3. Welche Methoden und Indikatoren sind am besten geeignet, um Lernprozesse außerhalb der traditionellen Lernarrangements, wie z.B. selbstgesteuertes Lernen, Lernen am Arbeitsplatz usw. zu messen und zu bewerten?

Folgerichtig war das Seminar thematisch in drei Blöcke unterteilt: 1. Informationen, Definitionen und Klassifikationen; 2. Fragestellungen und Probleme; 3. Künftiger Bedarf. In insgesamt fünf Plenarsitzungen hatten Produzenten und Nutzer von Statistiken die Möglichkeit, ihre unterschiedlichen Sichtweise und Forderungen auszutauschen. Die Ergebnisse der Beratungen lassen sich – in sehr konzentrierter Form – wie folgt zusammenfassen:

1. Die Kommission und Mitgliedsstaaten der EU haben sich in ihrer Definition festgelegt. In ihrem Memorandum über Lebenslanges Lernen wird es beschrieben als „jede zielgerichtete Lerntätigkeit, die einer kontinuierlichen Verbesserung von Kenntnissen, Fähigkeiten und Kompetenzen dient" (S.3). Die Eurostat-Taskforce zur Messung des LLL, die laut ihrem Gründungsauftrag Vorschläge erarbeiten soll, wie das LLL gemessen werden kann, hat zielgerichtete Lernprozesse in drei Kategorien unterteilt: „Formale Bildung" – Also Bildung, die in Bildungs- und Ausbildungseinrichtungen stattfindet und zu anerkannten Abschlüssen führt; „Nicht formale Bildung" – Bildung, die außerhalb der allgemeinen beruflichen Bildung stattfindet, aber nicht unbedingt zu einem formalen Abschluss führt; und informelles Lernen, also das, was wir natürliche Begleiterscheinung des täglichen Lebens nennen würden.

> _Aufgabe_
Setzen Sie den Text über das Messen des lebenslangen Lernens nach seinem letzten Satz fort. Die Zeilen darunter sind eigenständiges Material und gehören nicht zum Text über das Messen des lebenslangen Lernens.

> _Gegebene Daten_
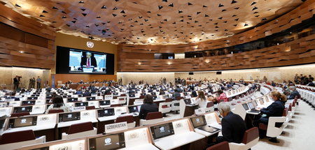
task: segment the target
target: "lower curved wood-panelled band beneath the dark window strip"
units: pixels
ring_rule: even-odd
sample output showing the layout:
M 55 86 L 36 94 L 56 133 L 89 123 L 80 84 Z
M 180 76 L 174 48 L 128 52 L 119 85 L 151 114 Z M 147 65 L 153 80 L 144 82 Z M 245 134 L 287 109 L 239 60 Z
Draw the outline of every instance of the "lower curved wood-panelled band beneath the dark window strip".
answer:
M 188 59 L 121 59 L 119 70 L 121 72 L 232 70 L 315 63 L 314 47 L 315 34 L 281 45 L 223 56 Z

--

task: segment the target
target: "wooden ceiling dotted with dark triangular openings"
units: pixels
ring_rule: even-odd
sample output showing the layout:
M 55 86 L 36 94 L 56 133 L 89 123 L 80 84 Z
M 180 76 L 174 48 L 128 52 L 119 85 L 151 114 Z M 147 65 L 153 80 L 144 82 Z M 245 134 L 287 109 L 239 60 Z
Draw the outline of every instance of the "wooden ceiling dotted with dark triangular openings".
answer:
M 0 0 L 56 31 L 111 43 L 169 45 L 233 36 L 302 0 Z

> _Ihre Antwort_
Die UNESCO hat im „Manual on Non Formal Education" Kriterien vorgeschlagen, nach denen die verschiedenen Bildungs-/Lerntypen unterschieden werden können, z.B. nach Zweckbestimmtheit, Organisationsform und Zulassungsvoraussetzungen. Auch im Glossar der internationalen Standardklassifikationen für das Bildungswesen (ISCED 97) werden die Begriffe „formale" und „nicht-formale" Bildung definiert.

Der erste Schritt bei der Messung von Lebenslangem Lernen besteht also darin, Lernaktivitäten genau zu definieren, sie zu klassifizieren und sie von anderen Aktivitäten abzugrenzen, um sie in einem zweiten Schritt statistisch operationalisierbar zu machen. Das heißt, sich auf die Suche nach geeigneten Indikatoren begeben, die als Hilfsgrößen für Sachverhalte herangezogen werden, die man nicht direkt messen kann. Allgemein wurde darauf jedoch ausdrücklich darauf hingewiesen, dass nicht alle Aspekte des lebenslangen Lernens messbar sind.

2. Bei der zweiten thematischen Einheit – bei der es um „Fragen und Probleme" ging – wurden verschieden Probleme aus europäischen Ländern, wie z.B. Großbritannien, Italien, Frankreich und Finnland vorgestellt. Aber auch EU-Vorhaben, wie das gemeinsam von CEDEFOP und EUROSTAT geplante Projekt für die Entwicklung einer harmonisierten Liste von Lernaktivitäten wurden referiert und gleichzeitig auf mögliche auftretende Probleme aufmerksam gemacht. Mehrmals wurde auf die fehlende Verfügbarkeit der Daten, aber auch auf deren Vergleichbarkeit aufmerksam gemacht. Als problematisch erwiesen sich darüber hinaus Informationslücken und Diskrepanzen bei den verschiedenen Typen von Untersuchungen (z. B zwischen household surveys und firm surveys). Nicht zuletzt erwiesen sich die unterschiedlichen institutionellen Strukturen in den verschiedenen Ländern als äußerst problematisch.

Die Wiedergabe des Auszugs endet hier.